§ Set exercise 1
Repeat the records, starting at the line that contains "[indicate] the house" and ending at the last line of the records. Leave the pictures out of your answer.

-- Start Text to read --

Ok it's definitely different......I think it's very different from what they usually do / create. It does have some track s I like & some....eh. I think this is one of they're cd's you'll either love it or not....... 
each person's taste & what they expect (ed) from MS.

I'm in the middle on it myself, but I'm glad I have it ! Maybe just takes a few times to listen to it to "soak-in"......


----------



## 22606 (Aug 11, 2008)

georgekillian said:


> I wish they could have included the stuff they did for HHN, but I imagine Universal holds the rights to those pieces.


_RealPlayer_ allows you to download videos from Youtube and convert them to mp3's, or whichever audio format you prefer. I in no way advocate using the program to do so, and you didn't hear it from me...


----------



## Dark lord (Jan 8, 2007)

Nor do I advocate the free download video helper on Fireofox, or youtube-mp3.org....


----------



## creepyhomemaker (May 10, 2008)

-- End Text to read --

§ Set exercise 2
Duplicate the part of the forum thread starting at "Ok it's definitely" and ending at "(ed) from MS.", word for word.

-- Start Input --

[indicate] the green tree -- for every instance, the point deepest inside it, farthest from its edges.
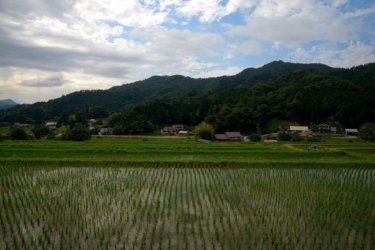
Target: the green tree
(204, 131)
(40, 131)
(78, 133)
(255, 137)
(367, 132)
(283, 136)
(18, 134)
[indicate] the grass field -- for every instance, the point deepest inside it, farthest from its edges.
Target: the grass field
(131, 193)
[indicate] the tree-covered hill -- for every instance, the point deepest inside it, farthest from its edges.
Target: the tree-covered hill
(287, 91)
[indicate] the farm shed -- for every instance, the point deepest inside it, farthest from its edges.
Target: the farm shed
(168, 130)
(234, 136)
(106, 131)
(178, 127)
(325, 128)
(221, 137)
(51, 125)
(183, 133)
(351, 131)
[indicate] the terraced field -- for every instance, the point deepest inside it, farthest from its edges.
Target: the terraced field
(133, 193)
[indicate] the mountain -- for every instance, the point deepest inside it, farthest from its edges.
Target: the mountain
(278, 90)
(7, 104)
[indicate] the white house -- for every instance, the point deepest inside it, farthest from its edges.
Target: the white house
(351, 131)
(51, 125)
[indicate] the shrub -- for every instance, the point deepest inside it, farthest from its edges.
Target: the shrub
(18, 134)
(367, 132)
(283, 136)
(296, 137)
(78, 133)
(204, 130)
(314, 139)
(255, 137)
(41, 131)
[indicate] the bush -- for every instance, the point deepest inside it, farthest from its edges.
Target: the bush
(296, 137)
(41, 131)
(255, 137)
(314, 139)
(283, 136)
(78, 133)
(367, 132)
(204, 131)
(18, 134)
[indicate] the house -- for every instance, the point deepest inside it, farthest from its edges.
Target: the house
(325, 128)
(229, 136)
(234, 136)
(51, 125)
(221, 137)
(351, 131)
(20, 125)
(301, 130)
(183, 133)
(106, 131)
(168, 131)
(178, 127)
(93, 121)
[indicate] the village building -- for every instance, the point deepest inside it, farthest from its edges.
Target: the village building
(106, 131)
(178, 127)
(300, 130)
(351, 132)
(51, 125)
(93, 121)
(229, 136)
(168, 131)
(325, 128)
(183, 133)
(234, 136)
(21, 125)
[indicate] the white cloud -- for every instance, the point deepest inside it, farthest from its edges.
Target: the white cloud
(355, 53)
(295, 22)
(229, 71)
(53, 81)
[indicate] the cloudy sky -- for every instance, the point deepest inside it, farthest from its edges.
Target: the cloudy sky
(49, 48)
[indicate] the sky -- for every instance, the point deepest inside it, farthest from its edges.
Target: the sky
(49, 48)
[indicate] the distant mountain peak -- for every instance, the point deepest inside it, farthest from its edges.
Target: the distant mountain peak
(7, 103)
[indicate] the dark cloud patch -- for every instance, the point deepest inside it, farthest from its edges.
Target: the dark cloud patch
(55, 81)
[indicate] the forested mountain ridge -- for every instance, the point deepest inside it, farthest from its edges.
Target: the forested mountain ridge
(278, 90)
(7, 104)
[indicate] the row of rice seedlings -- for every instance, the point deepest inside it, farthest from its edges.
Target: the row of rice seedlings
(179, 208)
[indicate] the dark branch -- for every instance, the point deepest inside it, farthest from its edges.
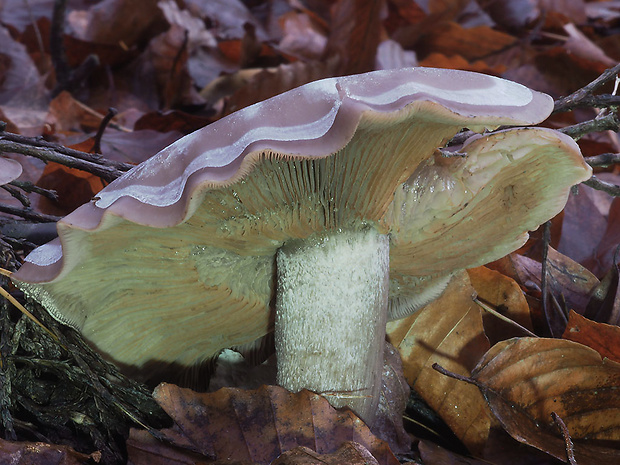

-- End Input --

§ Correct answer 1
[indicate] the house -- for every instance, the point deepest inside it, farthest from its edges.
Target: the house
(325, 128)
(229, 136)
(234, 136)
(51, 125)
(221, 137)
(351, 131)
(20, 125)
(301, 130)
(183, 133)
(106, 131)
(168, 131)
(178, 127)
(93, 121)
[indicate] the village building -- for every instance, the point deepest inside it, farthest from its edges.
Target: the village building
(106, 131)
(178, 127)
(300, 130)
(351, 132)
(51, 125)
(93, 121)
(229, 136)
(168, 131)
(325, 128)
(183, 133)
(234, 136)
(21, 125)
[indicate] the white cloud -- for every instance, the point deepest inside it, farthest from its edges.
Target: the white cloud
(355, 53)
(295, 22)
(229, 71)
(53, 81)
[indicate] the cloudy sky -- for every instance, the point deepest inside it, farthest from its edges.
Target: the cloudy sky
(49, 48)
[indicate] the sky -- for every instance, the point deepest inside it, farthest from its edges.
Target: the sky
(49, 48)
[indicate] the distant mountain peak -- for every instance, the point deepest inside it, farthest from its edges.
Target: the distant mountain peak
(7, 103)
[indicate] the dark cloud patch -- for every instance, the point deepest inside it, farthest from its edges.
Target: the dark cloud patch
(55, 81)
[indicate] the forested mountain ridge -- for every instance, the point deepest inside it, farthest from its edges.
Target: the forested mountain ridge
(278, 90)
(7, 104)
[indicate] the row of rice seedlings -- for every instance, the point deepest inside it, farthest from its edges.
Target: the row of rice seedlings
(179, 208)
[indicate] the dark branch -- for every instance, the point deepest inside it, farthest from its edges.

§ Correct answer 2
Ok it's definitely different......I think it's very different from what they usually do / create. It does have some track s I like & some....eh. I think this is one of they're cd's you'll either love it or not....... 
each person's taste & what they expect (ed) from MS.